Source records
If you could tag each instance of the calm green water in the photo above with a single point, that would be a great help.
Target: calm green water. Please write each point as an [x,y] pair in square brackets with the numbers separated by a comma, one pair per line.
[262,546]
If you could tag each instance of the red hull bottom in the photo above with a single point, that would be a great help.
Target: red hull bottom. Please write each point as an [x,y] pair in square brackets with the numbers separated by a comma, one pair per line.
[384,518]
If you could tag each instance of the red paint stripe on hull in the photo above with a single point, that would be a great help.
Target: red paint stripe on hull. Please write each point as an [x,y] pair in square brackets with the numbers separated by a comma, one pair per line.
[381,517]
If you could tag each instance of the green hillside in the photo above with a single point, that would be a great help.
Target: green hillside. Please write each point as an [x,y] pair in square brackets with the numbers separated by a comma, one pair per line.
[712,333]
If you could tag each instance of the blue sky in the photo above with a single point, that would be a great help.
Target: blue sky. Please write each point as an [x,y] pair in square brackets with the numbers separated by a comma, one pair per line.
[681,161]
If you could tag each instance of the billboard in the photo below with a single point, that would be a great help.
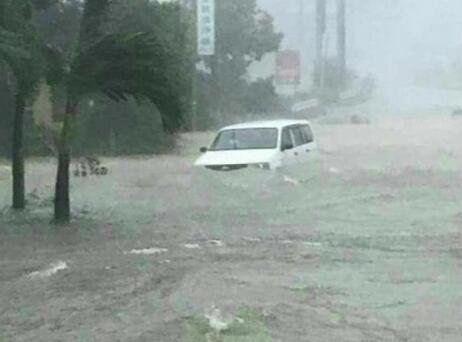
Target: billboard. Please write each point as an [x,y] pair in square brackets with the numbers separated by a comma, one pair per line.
[288,67]
[205,27]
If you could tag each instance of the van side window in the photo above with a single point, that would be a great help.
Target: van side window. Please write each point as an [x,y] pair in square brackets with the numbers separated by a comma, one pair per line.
[298,136]
[286,138]
[307,133]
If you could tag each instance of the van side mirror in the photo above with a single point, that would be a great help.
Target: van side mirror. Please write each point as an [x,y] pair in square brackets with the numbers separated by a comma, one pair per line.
[287,146]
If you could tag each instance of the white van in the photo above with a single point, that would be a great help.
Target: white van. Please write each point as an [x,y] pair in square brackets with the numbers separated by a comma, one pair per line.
[265,144]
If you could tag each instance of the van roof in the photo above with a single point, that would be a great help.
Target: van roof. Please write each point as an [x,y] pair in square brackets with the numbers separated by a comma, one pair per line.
[266,124]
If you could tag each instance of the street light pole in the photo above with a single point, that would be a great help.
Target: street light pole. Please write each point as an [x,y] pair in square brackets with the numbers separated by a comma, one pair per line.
[341,38]
[320,33]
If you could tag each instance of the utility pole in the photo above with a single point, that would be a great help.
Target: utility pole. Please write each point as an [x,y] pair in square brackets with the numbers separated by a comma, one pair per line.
[320,32]
[341,38]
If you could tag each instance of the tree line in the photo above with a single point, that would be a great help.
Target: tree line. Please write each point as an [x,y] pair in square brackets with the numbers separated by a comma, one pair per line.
[106,62]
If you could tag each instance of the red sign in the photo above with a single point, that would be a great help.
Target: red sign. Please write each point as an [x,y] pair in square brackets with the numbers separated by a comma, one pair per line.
[288,67]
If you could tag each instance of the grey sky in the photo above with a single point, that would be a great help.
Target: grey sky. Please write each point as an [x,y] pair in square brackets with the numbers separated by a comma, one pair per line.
[385,36]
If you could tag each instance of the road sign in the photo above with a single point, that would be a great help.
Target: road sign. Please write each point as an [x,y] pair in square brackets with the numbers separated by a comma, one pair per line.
[288,67]
[206,27]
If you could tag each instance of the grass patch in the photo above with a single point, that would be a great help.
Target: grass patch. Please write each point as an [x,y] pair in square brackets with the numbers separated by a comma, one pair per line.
[249,327]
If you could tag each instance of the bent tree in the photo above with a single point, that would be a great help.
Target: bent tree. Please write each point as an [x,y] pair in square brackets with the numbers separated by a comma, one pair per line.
[119,64]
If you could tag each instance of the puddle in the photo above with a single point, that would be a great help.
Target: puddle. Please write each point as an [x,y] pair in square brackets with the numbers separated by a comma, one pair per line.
[147,251]
[51,270]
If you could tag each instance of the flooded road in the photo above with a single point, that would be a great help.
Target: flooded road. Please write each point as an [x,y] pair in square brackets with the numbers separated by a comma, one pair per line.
[367,248]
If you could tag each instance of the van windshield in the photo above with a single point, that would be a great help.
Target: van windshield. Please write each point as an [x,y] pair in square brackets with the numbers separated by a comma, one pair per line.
[246,139]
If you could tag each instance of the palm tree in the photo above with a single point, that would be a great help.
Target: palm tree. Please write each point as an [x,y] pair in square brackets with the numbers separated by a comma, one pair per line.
[119,65]
[20,48]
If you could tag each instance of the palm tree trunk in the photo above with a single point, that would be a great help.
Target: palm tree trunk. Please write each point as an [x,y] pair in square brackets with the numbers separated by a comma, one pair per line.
[62,213]
[17,154]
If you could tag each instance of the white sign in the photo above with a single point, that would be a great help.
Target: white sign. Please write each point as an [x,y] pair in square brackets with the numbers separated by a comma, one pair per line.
[206,27]
[298,107]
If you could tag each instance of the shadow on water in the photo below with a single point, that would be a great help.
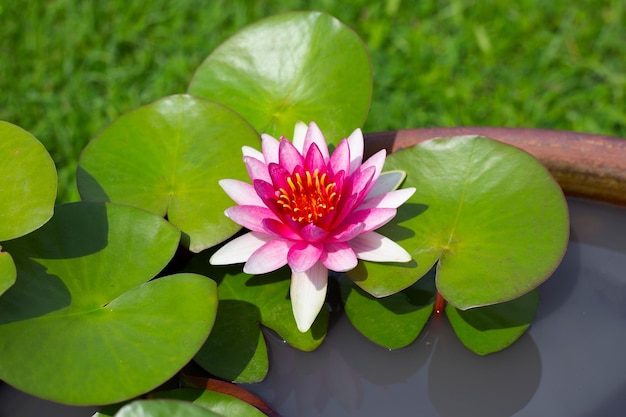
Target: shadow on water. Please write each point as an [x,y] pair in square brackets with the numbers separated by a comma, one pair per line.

• [EXERCISE]:
Your copy should match the data above exactly, apart from the pictures.

• [WRITTEN ANSWER]:
If you could tag each instance of the calm green water in the photo above with a single point, that would be a great help.
Target: calm green water. Please write each point as an [x,y] pair in square brackets with the numbers separated by a comma, one pair per line.
[262,546]
If you could tag each instance of the red hull bottom in the photo above with a single point, that would be a great help.
Target: red hull bottom. Please write each point as an [x,y] pair in square brackets with the numbers separated by a comma, one pair per line.
[384,518]
If you could tag each instance of the red paint stripe on hull in the photo above with a single point, that would be a great help.
Target: red paint stripe on hull. Please write each point as an [x,y] pair in square brackets with the numbers separated by a comma, one pair per line.
[381,517]
If you could tag each instance of the green hillside in the photo above with a single point, that would be a great help.
Target: green hillside. Please write each point as an [x,y] pair in square brackets with the numbers separated by a comma, one pair per line.
[712,333]
If you could tag each instance of the blue sky in the photo above with a single point, that would be a great help.
Target: blue sky. Please write each point as an [x,y] pair in square brackets with the numbers separated by a comma, one pair per line.
[681,161]
If you could tag each instance of the billboard in the photo below with a single point, that would be a great help.
Target: billboard. Please write each point as an [x,y] pair in square brackets with the numbers separated by a comma, one pair per line.
[288,67]
[205,27]
If you could tag each instance of the van side window in the photo above with a single point, that would be a great help.
Target: van side window. Please write each point as an [x,y] pair in square brackets with the numbers separated by a comma, one pair per line.
[298,136]
[286,138]
[307,133]
If you could tag each instance of the van side mirror in the photo above with a single point, that would be a great help.
Target: van side mirror. Please write each point as an [x,y] pair in square brackets with the numbers separated by a comma, one pair per line.
[287,146]
If you could tag each instance of the white van in the photo above with a single point, that would be a great help.
Target: white van. Please write each point as an [x,y] pair in square brackets with the numbers separated by a comma, one pair per line.
[265,144]
If you could tag each instance of the van roof in the photo above with a single point, that would be a great help.
Target: van roof. Please write each point as an [x,y] pair in square brackets with the numbers separated by a comma, one pair per line.
[266,124]
If you could tag each instance of the street light pole in the photo above with a single point, that would be a great help.
Target: street light pole. Please write each point as an [x,y] pair in square brackets with the numbers separated by a comma, one pair per line.
[341,38]
[320,33]
If you could tag each instance of the utility pole in the photo above with a single point, that would be a great help.
Target: utility pole. Please write each point as an [x,y] pair in square brackets with the numbers separated by a comma, one pair per line.
[320,32]
[341,38]
If you could tag each instance of the tree line in the photo above with a single point, that would be a great help.
Target: tree line. Please write each point as an [x,y] pair in square brackets with the numbers separated by a comma, one pair per line.
[106,62]
If you could tag each instance of the red sign in the photo above with a single point, that would be a great help.
Target: red sign. Please write each point as an [x,y] pair in square brackets with the numbers separated by a comma, one pair per line.
[288,67]
If you could tag each instance of the grey sky in the photo above with a single point, that would be a great help.
Target: grey sky. Please write each point as an [x,y] pair in square brackets with the numbers separated by a comma, one pair per line.
[385,36]
If you could tag each instance of the road sign in the photo above with a single point, that would be a great help.
Target: road sign. Please write each point as an [x,y] pair in square brackets with the numbers separated by a comma, one pair per line.
[288,67]
[206,27]
If you could tag each instance of the grass patch in the photo above with a single point, that would be a great help.
Target: grass patch. Please write each point as an [x,y] pair in square brackets with the numbers separated by a comma, one pair per line.
[249,327]
If you could tag each instance of the bent tree in the photo above with a single point, that would be a great help.
Target: bent tree. Please write each point as an [x,y] pair in square brackets with the numbers separated by a comma, one pair per line.
[119,64]
If you could tag each instance of the puddle in the photo above with a single point, that would be a great help.
Target: puddle. Please write each point as an [x,y] pair in square brackets with the numbers separated by a comma, one pair per line.
[147,251]
[51,270]
If you could tag each instance of the flooded road in the photo above with a single point, that would be a great help.
Target: flooded road. Please write each point as an [x,y] pair in square brackets with the numbers separated by a comma, one pair per line.
[367,248]
If you could tag each instance of the van windshield in the photo above with a single point, that would be a great help.
Target: van windshield. Please write each point as an [x,y] pair in square brackets with the numbers separated by a comma, one pair per line.
[246,139]
If you could tag each instance of the palm tree in the photo above with a single point, that would be a great help.
Target: palm tree. Please write each point as an [x,y] pair in square brackets with the numbers separated by a comma, one pair per line.
[119,65]
[20,48]
If you could tag each instance of the palm tree trunk in the photo above with a single point, that would be a great help.
Target: palm tree trunk. Please write each point as an [x,y] pair in square brackets with the numbers separated by a comma, one pair per line.
[62,213]
[17,154]
If you could tag each instance of the white sign in the photo above with a single point, that would be a great help.
Target: white sign. Please write each point as an [x,y] pair in square brackets with the numbers separated by a comma, one pair per line.
[206,27]
[298,107]
If you could tag each instance of the shadow on water in the photo below with a single point, that would be a great help.
Target: shadow on water. Please write each point as an [x,y] pair in square brackets with the numbers separated by a comma, one pair per line.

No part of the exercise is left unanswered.